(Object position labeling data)
_____

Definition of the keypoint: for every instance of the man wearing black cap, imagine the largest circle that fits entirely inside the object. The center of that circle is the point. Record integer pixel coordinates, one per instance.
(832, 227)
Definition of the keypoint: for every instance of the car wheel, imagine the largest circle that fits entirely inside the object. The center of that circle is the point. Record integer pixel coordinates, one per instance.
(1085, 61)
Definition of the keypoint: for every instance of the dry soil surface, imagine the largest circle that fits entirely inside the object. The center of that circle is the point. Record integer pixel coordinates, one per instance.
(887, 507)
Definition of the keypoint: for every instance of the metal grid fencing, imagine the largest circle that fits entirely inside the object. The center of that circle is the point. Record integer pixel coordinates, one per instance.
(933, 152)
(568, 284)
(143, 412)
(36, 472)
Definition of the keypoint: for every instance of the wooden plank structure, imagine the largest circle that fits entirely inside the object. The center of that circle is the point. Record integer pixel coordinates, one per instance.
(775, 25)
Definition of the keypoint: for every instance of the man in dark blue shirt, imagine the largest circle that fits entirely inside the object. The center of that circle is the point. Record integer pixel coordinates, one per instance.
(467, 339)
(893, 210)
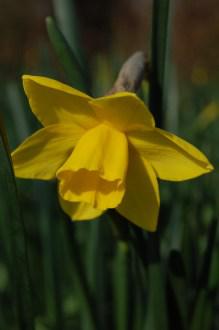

_____

Required task: Select every line of the data above that contains the string "Definition", and copy those lines. Case counts.

Solution for this problem:
Definition of the keypoint: for every instance of the man wearing black cap, imagine the largest circle that fits entirely inside the object. The center of that circle is the point. Record integer pixel coordinates, one per instance.
Definition of the keypoint: for every instance of the car wheel, imagine the largest circle that fits entirely inside the object. The center of that circle is the point. Record integer pixel coordinates, one per instance.
Definition of the keypoint: for every instance of the dry soil surface, imagine the largest circle that fits entirely inside the object. The center of that circle is the point. Record integer pixel coordinates, one per instance.
Definition of the keypoint: for every instance of the metal grid fencing, imagine the largest circle that fits entirely inside the object. The center of that circle is the point. Record integer pixel coordinates, one per instance.
Definition of the keypoint: for every instance of the wooden plank structure, imagine the largest circle that fits entirely inside the object. The center of that circle is the point. Record integer pixel coordinates, one per instance.
Definition of the keypoint: for every instance of the man in dark blue shirt, imagine the largest circle that fits entirely inside the object. The center of that circle is the point. Record integer pixel coordinates, one per instance.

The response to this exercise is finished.